SOURCE INFORMATION:
● ● ● ●

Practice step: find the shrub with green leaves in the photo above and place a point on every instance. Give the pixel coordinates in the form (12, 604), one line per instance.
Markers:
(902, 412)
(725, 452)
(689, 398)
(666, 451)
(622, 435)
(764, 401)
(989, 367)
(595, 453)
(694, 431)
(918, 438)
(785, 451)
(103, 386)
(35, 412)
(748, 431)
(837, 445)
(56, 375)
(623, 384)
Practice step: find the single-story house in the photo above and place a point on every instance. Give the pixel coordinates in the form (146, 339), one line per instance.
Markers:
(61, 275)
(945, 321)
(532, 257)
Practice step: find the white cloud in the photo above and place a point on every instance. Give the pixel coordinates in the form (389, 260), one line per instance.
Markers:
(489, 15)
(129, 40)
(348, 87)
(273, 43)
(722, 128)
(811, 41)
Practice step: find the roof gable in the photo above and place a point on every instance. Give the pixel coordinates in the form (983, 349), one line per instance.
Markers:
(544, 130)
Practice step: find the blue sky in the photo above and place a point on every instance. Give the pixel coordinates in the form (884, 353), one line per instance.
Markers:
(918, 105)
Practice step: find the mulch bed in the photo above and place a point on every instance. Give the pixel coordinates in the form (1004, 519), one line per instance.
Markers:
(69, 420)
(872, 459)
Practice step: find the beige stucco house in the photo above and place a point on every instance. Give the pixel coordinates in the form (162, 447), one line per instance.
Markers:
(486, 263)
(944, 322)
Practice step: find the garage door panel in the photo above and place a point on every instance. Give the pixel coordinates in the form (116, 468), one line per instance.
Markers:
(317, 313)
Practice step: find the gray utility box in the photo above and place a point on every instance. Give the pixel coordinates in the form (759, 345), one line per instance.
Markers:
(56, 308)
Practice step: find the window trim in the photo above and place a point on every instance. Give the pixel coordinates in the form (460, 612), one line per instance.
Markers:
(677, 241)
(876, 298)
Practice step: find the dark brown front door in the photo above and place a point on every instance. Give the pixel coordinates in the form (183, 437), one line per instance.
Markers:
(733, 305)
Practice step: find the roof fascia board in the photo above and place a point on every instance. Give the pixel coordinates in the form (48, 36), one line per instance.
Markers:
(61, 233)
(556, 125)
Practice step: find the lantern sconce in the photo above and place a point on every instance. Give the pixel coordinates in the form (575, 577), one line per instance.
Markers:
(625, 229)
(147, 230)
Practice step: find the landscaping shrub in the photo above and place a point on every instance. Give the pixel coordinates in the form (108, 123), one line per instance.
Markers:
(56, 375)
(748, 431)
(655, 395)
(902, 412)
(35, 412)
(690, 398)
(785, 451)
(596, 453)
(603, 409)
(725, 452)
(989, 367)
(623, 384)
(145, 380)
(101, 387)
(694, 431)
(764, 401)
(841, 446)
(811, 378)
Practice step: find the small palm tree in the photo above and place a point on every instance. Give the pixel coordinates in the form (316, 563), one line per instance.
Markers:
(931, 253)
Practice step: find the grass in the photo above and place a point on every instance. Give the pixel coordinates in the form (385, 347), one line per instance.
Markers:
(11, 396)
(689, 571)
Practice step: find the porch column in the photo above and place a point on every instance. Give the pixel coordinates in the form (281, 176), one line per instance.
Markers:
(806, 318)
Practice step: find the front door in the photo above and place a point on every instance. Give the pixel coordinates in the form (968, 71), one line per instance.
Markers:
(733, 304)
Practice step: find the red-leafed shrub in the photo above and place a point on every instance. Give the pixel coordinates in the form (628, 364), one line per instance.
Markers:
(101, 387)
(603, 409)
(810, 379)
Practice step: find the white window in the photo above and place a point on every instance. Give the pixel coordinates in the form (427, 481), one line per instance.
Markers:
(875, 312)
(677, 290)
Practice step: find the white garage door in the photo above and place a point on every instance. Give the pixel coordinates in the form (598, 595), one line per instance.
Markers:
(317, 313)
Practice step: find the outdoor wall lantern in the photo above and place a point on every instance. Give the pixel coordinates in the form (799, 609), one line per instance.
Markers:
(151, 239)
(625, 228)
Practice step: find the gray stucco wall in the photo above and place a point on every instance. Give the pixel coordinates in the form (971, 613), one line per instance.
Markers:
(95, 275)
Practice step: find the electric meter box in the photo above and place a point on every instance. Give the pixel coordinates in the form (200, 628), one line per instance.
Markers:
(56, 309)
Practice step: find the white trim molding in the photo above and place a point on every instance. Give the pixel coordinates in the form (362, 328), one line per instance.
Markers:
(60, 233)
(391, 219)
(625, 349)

● ● ● ●

WORK INSTRUCTION: Could you please copy the lines of the listing above exactly, from its first line through the line bearing "Practice step: find the single-story", and nothing more?

YOUR SOLUTION:
Practice step: find the shrub with green leaves in the photo above and place a point on every instance. Give the pixel coordinates in the form (12, 604), one line per instance.
Markers:
(902, 412)
(725, 452)
(689, 398)
(666, 451)
(622, 435)
(764, 401)
(989, 367)
(595, 453)
(694, 431)
(918, 438)
(785, 451)
(103, 386)
(35, 412)
(748, 431)
(837, 445)
(56, 375)
(623, 384)
Practice step: find the single-story house in the photo above and place a point on every instance. Give the pixel coordinates in the form (146, 339), one line per instance.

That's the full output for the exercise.